EXERCISE DETAILS: Please return all the records exactly, with nothing left out.

DATA UNDER STUDY:
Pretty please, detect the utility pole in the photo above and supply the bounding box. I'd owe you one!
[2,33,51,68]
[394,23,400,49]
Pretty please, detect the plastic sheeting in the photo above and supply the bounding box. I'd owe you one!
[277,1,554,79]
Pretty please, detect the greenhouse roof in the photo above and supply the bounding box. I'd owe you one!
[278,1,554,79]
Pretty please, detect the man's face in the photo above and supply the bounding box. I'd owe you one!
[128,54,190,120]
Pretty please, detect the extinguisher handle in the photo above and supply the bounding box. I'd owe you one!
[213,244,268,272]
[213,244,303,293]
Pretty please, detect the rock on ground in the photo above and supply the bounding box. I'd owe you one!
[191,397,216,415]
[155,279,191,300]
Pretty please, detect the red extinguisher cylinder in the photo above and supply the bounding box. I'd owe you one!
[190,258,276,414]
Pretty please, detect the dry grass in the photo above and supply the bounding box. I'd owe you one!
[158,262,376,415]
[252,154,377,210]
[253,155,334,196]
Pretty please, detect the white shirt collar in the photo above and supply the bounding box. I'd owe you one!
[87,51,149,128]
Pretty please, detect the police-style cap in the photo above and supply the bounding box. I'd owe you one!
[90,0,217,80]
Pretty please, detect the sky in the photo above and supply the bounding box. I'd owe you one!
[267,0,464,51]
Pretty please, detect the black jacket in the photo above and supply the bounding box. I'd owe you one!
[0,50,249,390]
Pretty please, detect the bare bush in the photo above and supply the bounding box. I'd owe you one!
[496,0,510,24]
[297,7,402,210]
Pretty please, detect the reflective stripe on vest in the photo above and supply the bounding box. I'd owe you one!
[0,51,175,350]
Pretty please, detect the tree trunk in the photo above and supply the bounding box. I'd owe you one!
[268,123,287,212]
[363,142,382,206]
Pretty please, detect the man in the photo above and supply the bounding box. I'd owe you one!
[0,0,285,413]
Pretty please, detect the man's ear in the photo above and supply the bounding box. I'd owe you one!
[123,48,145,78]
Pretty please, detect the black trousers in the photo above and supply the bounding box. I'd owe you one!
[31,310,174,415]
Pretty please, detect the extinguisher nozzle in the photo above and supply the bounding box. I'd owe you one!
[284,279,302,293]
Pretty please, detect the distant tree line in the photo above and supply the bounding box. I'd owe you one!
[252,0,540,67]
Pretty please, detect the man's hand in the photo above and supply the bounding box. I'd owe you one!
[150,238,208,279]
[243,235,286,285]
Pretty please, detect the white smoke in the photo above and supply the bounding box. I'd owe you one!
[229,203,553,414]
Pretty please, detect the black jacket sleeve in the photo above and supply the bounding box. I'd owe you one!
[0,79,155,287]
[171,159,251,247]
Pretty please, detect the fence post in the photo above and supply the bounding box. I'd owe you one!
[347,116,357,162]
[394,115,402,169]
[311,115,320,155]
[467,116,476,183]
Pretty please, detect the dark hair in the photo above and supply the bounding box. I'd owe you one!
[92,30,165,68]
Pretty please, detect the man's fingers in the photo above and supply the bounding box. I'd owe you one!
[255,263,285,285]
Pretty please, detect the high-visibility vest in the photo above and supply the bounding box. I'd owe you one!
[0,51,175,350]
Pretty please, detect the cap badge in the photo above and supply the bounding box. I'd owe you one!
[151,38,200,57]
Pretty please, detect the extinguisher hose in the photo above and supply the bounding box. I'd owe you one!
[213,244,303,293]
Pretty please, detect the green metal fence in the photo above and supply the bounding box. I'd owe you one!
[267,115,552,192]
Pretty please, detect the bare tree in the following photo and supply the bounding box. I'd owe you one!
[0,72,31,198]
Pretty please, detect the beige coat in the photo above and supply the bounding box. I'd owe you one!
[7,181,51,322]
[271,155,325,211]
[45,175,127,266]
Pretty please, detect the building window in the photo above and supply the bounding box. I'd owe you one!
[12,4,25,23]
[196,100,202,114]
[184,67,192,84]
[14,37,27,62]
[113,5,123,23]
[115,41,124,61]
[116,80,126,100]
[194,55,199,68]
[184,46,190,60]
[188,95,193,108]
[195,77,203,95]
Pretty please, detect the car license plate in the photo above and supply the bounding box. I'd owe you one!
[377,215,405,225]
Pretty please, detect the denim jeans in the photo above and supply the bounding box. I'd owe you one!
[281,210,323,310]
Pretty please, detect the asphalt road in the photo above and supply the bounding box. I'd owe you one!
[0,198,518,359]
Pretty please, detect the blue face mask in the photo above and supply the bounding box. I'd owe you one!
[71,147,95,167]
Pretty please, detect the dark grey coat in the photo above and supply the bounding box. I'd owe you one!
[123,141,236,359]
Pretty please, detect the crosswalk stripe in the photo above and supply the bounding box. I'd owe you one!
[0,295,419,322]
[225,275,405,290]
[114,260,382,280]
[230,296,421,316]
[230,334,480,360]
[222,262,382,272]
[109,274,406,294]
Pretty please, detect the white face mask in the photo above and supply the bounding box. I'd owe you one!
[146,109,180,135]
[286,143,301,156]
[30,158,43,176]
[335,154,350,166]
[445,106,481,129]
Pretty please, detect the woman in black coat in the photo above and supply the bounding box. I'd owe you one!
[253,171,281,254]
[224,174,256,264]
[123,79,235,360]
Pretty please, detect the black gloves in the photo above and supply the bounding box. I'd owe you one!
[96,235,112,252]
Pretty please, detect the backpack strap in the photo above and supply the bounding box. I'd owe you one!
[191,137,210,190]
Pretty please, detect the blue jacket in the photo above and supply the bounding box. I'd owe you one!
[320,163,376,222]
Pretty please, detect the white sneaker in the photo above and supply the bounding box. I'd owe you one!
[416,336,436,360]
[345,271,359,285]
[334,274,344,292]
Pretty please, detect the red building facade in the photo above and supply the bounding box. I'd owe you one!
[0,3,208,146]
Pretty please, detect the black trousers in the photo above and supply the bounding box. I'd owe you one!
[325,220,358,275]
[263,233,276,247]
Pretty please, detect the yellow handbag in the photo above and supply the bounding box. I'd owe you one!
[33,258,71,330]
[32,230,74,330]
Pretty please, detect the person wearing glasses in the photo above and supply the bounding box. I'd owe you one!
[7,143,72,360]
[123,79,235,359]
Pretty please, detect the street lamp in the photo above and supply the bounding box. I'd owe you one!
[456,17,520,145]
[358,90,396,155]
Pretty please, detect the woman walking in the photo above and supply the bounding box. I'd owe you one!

ANSWER SPACE:
Pretty please, detect the utility pole in the photo above and supply the bounding box. I'd owe you one!
[2,33,51,68]
[394,23,400,49]
Pretty please, detect the plastic sheeting in the photo above and supply the bounding box. I'd owe you one!
[277,1,554,79]
Pretty please, detect the greenhouse roof in the photo above and supply the bounding box. I'd owe you one!
[278,1,554,79]
Pretty please, detect the man's face in the photo above and supply the bounding box. I'd owe you one!
[128,54,190,120]
Pretty please, detect the extinguisher handle in the photo above and supply the bounding box. I'd owe you one!
[213,244,268,272]
[213,244,303,293]
Pretty please, detect the rock on ground in the photo above and supply the bounding box. I'd owe you one!
[191,397,216,415]
[155,279,191,300]
Pretty please, detect the red extinguisher cylinder in the photo above and supply the bounding box. I'd owe you one!
[190,258,276,414]
Pretty please, detect the dry grass in the photo above and supply the bounding box. I'd owe you one!
[158,262,376,415]
[252,154,377,210]
[253,155,334,196]
Pretty please, detect the white shirt collar in the photo above and supply the bounding box. I'd owe you one!
[87,51,149,128]
Pretty please, detect the police-style cap in the photo above and supply the bounding box. I'd owe you one!
[90,0,217,80]
Pretty please, detect the sky in the photo above and supply the bounding box. I'd owe you one!
[267,0,464,51]
Pretty please, detect the black jacket in the photo above and supply the bounding box. I'd owe you one!
[0,50,249,390]
Pretty please, detect the bare bush in the photo above and supply the bounding box. I'd owe you one!
[496,0,510,24]
[297,7,402,210]
Pretty please, detect the reflective stripe on vest in the photo above and supply the bounding box. I'd owe you one!
[0,51,175,350]
Pretty please, detect the tree trunk in the photo above and supply the bounding box. I'd owe you one!
[268,123,287,212]
[363,142,382,206]
Pretty please, detect the man in the photo above and supply the bounding box. I'd owe you one!
[0,0,285,413]
Pretty please, detect the man's ear in the photo above and supply the bounding box. I'd owe you one!
[123,48,145,78]
Pretty please, detect the black trousers in the photo above and supply the bounding box. I'd owe you one!
[31,310,174,415]
Pretty please, detect the extinguisher nozzle in the photo above and supply the bounding box. I'd owe you one!
[284,279,302,293]
Pretty please, detect the distant tree line in the photo above and supply the bounding box. I'd owe you one!
[252,0,540,67]
Pretty please, detect the man's hand in the photo above and supply the bounding box. I'd owe you one!
[150,238,208,279]
[243,235,286,285]
Pretty please, detect the white smoke in the photo above and supply the bounding box. I'd owe you one!
[229,203,553,414]
Pretty please, detect the black jacket sleeve in the photo above and supply the bounding box. I'd owe you one!
[0,79,155,287]
[171,159,251,247]
Pretty please, detect the fence post in the photo above and supply the bounding box. I'd owe you one!
[347,116,357,162]
[394,115,402,169]
[311,115,320,155]
[467,116,476,183]
Pretty please, detect the dark hair in the photo above and supply the bounding box. I'd owe you one!
[92,30,165,68]
Pretty please, detect the man's fingers in the photo above and supply the bounding box. I'd owe you one!
[255,263,285,285]
Pretty please, detect the high-visibility vest in the photo above and supply the bounding box. I'd owe you one!
[0,51,175,350]
Pretty please, detect the cap badge in the photo above and supply the bounding box. I'd owe you one!
[151,38,200,57]
Pretty please, detect the extinguisher hose in the photo above and supply the bounding box. I'd owe you one!
[213,244,303,293]
Pretty please, detect the green metal fence in the photo above and supply the bounding box. I'd owe you one!
[267,115,552,192]
Pretty please, detect the bare tree in the following photo and supply the bounding box. I'd owe you one!
[0,72,31,198]
Pretty please, detect the beige coat in the photo above and supply the bounding box. I'd owe you one!
[7,181,51,322]
[271,155,325,211]
[45,175,127,266]
Pretty please, detect the building window in the photo above and supply the bounding box. I'd owe you one!
[12,4,25,23]
[196,100,202,114]
[184,67,192,84]
[14,37,27,62]
[113,5,123,23]
[115,41,124,61]
[116,80,126,100]
[194,55,199,68]
[184,46,190,60]
[188,95,193,108]
[195,77,203,95]
Pretty please, detect the car license plate in the photo above and supply the bounding box. I'd owe you one!
[377,215,405,225]
Pretty please, detect the denim jeans in the photo above and supply the bounding box. I'd owe you one!
[281,210,323,310]
Pretty please, detect the asphalt road in the photo above and supply the bounding box. I'd owe you one!
[0,198,518,359]
Pretty please, detect the blue face mask in the photo above and supply the bounding box. I'd owe you one!
[71,147,95,167]
Pretty please, detect the dark grey coat in the photo above and supply the bounding box. I'd owe you one!
[123,141,236,359]
Pretty please, detect the crosswalk stripe in the photo above and supply the bounding box. I'd owe you one!
[0,295,419,322]
[225,275,405,290]
[114,260,382,280]
[230,296,421,316]
[230,334,480,360]
[222,262,382,272]
[109,274,406,294]
Pretty please, detect the white face mask in the photo above and supply the bounding box. I'd owe you one!
[146,109,180,135]
[286,143,301,156]
[30,158,43,176]
[335,154,350,166]
[445,106,481,129]
Pretty please, detect the woman in black coat in the photo above and supply the bounding box. I'd owe you one!
[253,171,281,254]
[224,174,256,264]
[123,79,235,360]
Pretty please, detect the black gloves in the photo above and supply the bounding box. I'd owe you one!
[96,235,112,252]
Pretty please, detect the backpack strap in the photo above and supply the bounding box. I'd owe you one!
[191,137,210,190]
Pretty please, detect the blue jacket in the photo above and supply the bounding box. I'd owe you one!
[320,163,376,222]
Pretty please, detect the white sneaker in the photo above and supply the bounding box. I'd owe you one!
[416,336,436,360]
[345,271,359,285]
[334,274,344,292]
Pretty please, detect the red building facade in the photo above and supply the bounding box. I'd owe you one!
[0,3,208,146]
Pretty please, detect the black trousers in the photo above and supply the bounding box. I'd owe you one!
[325,220,358,275]
[263,233,276,247]
Pretty please, detect the yellow handbag in the photo above and supply the bounding box. I'd owe you one!
[33,258,71,330]
[32,230,74,330]
Pretty please, detect the person wearing glasses in the photo above and supply the bounding box. I'd owe you one!
[7,143,72,360]
[123,79,235,359]
Pretty please, detect the street lamp in the photo above and supply the bounding box. I'd owe you one!
[456,17,520,145]
[358,90,396,155]
Pretty please, detect the woman walking in the photo above and supply the bounding box. I'd owe you one!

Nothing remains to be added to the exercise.